◆ WRITTEN TASK 1
Check each statement against the Terry Rusling text below and mark it yes or no, quoting the words of the text that settle it. (a) Rusling worked as an engineer for the Canadian Broadcasting Corporation. (b) Rusling spent six months at the Phillips lab in Holland. (c) Rusling studied with Pierre Schaeffer in Paris.

◆ DOCUMENT PASSAGE
● ● ● ● ●

- Born: April 2, 1931
- Origin: Canada
- Died: November 27, 1974 (aged 43)
- Genres: Electronic
- Occupation: Composer
- Instrument: Electronic
- Years active: 1963–72

= Terry Rusling =

Terry Rusling (April 2, 1931 – November 27, 1974) was a Canadian electronic music composer, who used graphic notation. Some of his works were used to accompany radio and television broadcasts.

Rusling graphic notation from Notations by John Cage

== Introduction to electronic composition ==
Terry Rusling worked as an engineer for the Canadian Broadcasting Corporation (CBC). He was on-air engineer for the Gilmour's Albums hosted by CBC broadcaster Clyde Gilmour. In the early 1960s, Morris Surdin, a composer working at the CBC, suggested to Rusling that he try out the electronic studio at University of Toronto, Faculty of Music (UTEMS). Through Surdin, Rusling was introduced to Dr. Myron Schaeffer, to whom he submitted his first electronic compositions. Schaeffer invited Rusling to attend the graduate seminar at the University of Toronto, Faculty of Music, using the renowned electronic music studio (UTEMS) which included instruments designed by Hugh LeCaine such as the Special Purpose Tape Recorder. Rusling was awarded the title of Research Associate at the University of Toronto Faculty of Music. Among the notable composers who studied at University of Toronto's Electronic Music Studio (UTEMS) University of Toronto, Faculty of Music were John Mills-Cockell, Pauline Oliveros, Ann Southam, Gustav Ciamaga, John Beckwith, among others. During this period he was also known to be the recipient of a Canada Council Grant in support of his travel, education and production of electronic music. After receiving the grant he travelled to studios in the US and Europe. He continued his studies and composed music in studios at the Psycho Acoustic Institute at Ghent University, Belgium; the University of Utrecht; and the University of Illinois. He also did work at the University of Rochester with Wayne Barlow as well as in Paris where he studied with Pierre Schaeffer. He spent two months at the Phillips lab in Holland learning about their new electronic equipment. All of Terry's music was precisely notated using mathematics and other symbols. His music was often inspired by his interest in visual art. During this period Terry also reported on an interview on CBC Radio that he worked at the BBC Radiophonic. He specifically mentions Barry Burmage.

● ● ● ● ●

◆ WRITTEN TASK 2
Print the lines of the records from the one containing "In this picture, where can the grassy" down to the last line of the records, keeping both ends.

● ● ● ● ●

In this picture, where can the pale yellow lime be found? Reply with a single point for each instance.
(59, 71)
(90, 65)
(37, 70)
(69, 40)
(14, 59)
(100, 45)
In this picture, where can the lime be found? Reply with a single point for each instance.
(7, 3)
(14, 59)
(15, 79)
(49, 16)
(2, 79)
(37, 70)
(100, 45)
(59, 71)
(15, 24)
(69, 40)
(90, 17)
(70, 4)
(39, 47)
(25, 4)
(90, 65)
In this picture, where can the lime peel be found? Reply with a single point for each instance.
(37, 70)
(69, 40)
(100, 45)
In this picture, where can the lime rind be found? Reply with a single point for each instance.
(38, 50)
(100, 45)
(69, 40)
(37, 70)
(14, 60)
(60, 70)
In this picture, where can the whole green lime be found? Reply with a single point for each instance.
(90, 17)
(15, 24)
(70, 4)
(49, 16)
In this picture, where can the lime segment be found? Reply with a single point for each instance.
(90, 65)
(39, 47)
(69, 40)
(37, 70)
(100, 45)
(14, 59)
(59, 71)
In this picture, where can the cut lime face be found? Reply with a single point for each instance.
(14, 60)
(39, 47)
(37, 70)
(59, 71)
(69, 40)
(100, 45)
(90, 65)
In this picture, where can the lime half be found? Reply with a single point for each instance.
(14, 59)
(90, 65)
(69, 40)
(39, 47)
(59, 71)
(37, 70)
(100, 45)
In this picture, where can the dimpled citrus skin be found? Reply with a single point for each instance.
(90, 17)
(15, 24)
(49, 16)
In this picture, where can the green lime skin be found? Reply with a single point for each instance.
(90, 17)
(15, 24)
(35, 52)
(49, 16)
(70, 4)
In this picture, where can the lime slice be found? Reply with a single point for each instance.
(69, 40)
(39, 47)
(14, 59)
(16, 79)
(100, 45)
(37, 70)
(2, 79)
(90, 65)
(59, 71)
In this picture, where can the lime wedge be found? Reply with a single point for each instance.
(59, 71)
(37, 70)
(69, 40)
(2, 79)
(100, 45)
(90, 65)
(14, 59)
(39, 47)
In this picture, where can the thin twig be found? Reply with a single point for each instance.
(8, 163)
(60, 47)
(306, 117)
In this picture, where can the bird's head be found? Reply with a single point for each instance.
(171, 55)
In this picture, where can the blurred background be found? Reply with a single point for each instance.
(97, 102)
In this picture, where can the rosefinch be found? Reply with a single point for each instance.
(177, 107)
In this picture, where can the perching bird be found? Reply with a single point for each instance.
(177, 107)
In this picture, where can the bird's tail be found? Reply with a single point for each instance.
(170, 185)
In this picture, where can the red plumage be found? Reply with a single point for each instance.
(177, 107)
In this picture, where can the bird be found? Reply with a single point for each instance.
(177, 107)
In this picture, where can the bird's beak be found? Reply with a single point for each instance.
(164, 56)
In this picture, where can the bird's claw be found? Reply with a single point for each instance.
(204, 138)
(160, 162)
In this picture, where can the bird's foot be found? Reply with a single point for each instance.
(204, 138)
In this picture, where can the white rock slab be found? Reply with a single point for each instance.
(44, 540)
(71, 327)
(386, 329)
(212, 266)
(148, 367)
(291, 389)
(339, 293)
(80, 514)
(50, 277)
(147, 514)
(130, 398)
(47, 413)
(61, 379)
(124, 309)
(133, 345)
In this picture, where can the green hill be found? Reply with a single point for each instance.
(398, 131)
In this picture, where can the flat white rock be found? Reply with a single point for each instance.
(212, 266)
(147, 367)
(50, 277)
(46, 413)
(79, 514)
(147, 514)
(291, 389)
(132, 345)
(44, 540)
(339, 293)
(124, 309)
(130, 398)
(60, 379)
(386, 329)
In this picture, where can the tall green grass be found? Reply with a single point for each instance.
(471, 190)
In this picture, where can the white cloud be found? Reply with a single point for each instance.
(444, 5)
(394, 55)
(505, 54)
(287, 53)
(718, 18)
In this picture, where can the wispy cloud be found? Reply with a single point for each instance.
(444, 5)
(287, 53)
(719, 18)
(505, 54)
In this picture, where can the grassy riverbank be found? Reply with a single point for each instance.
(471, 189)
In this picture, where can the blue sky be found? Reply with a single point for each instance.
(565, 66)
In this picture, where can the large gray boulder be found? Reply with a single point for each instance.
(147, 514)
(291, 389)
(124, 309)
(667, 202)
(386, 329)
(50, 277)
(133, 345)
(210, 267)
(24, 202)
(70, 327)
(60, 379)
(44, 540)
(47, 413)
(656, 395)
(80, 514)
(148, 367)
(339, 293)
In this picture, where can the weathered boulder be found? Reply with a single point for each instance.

● ● ● ● ●

◆ WORKED ANSWER 1
(a) Yes: "Terry Rusling worked as an engineer for the Canadian Broadcasting Corporation (CBC)."
(b) No: "He spent two months at the Phillips lab in Holland learning about their new electronic equipment."
(c) Yes: "He also did work at the University of Rochester with Wayne Barlow as well as in Paris where he studied with Pierre Schaeffer."

◆ WORKED ANSWER 2
In this picture, where can the grassy riverbank be found? Reply with a single point for each instance.
(471, 189)
In this picture, where can the blue sky be found? Reply with a single point for each instance.
(565, 66)
In this picture, where can the large gray boulder be found? Reply with a single point for each instance.
(147, 514)
(291, 389)
(124, 309)
(667, 202)
(386, 329)
(50, 277)
(133, 345)
(210, 267)
(24, 202)
(70, 327)
(60, 379)
(44, 540)
(47, 413)
(656, 395)
(80, 514)
(148, 367)
(339, 293)
In this picture, where can the weathered boulder be found? Reply with a single point for each instance.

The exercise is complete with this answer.